START PROVIDED TEXT

Table of Contents
1. Composite Objects
Composite objects combine multiple PostScript objects into structured, reusable units. Understanding composite objects is essential for organizing complex data and building maintainable PostScript programs.
1.1. Overview
PostScript provides several composite object types:
-
Arrays - Ordered sequences of objects
-
Dictionaries - Key-value mappings
-
Strings - Sequences of characters (also composite)
-
Procedures - Executable arrays
-
Files - Data streams (composite in nature)
These objects can contain other objects, including other composite objects, enabling complex data structures.
1.2. Composite Object Characteristics
1.2.1. Reference Semantics
Composite objects use reference semantics:
% Arrays are references
/arr1 [1 2 3] def
/arr2 arr1 def % arr2 references same array
arr2 0 99 put % Modifies both arr1 and arr2
arr1 0 get = % Prints 99
% Dictionaries are also references
/dict1 << /a 1 /b 2 >> def
/dict2 dict1 def
dict2 /a 99 put
dict1 /a get = % Prints 991.2.2. Mutability
Most composite objects can be modified:
% Mutable array
/arr [1 2 3] def
arr 1 99 put % OK
% Mutable dictionary
/dict 5 dict def
dict /key 42 put % OK
% Strings are also mutable
/str (hello) def
str 0 72 put % Changes 'h' to 'H'Exception: Packed arrays and literal strings are read-only.

END PROVIDED TEXT
START RAW RECORDS

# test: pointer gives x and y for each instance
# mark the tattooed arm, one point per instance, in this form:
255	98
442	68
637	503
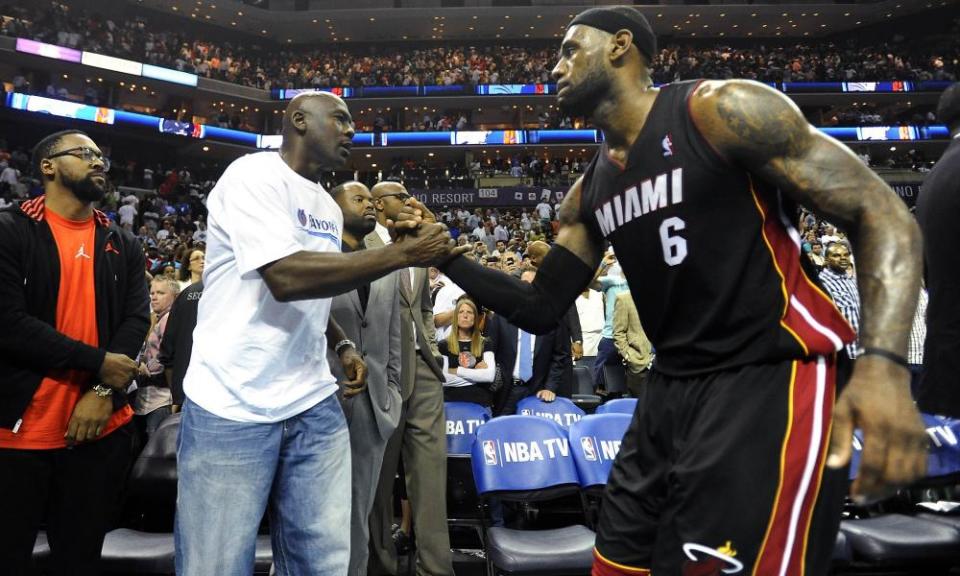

END RAW RECORDS

• REQUIREMENT:
Decide whether each statement below agrees with the text on PostScript composite objects. Answer yes or no for each, and quote the words of the text that decide it.
1. In PostScript, procedures are executable arrays.
2. In the reference semantics example, the put applied to arr2 leaves arr1 unchanged.
3. Dictionaries, like arrays, use reference semantics.

• TASK OUTPUT:
1. Yes: "Procedures - Executable arrays"
2. No: "Modifies both arr1 and arr2"
3. Yes: "Dictionaries are also references"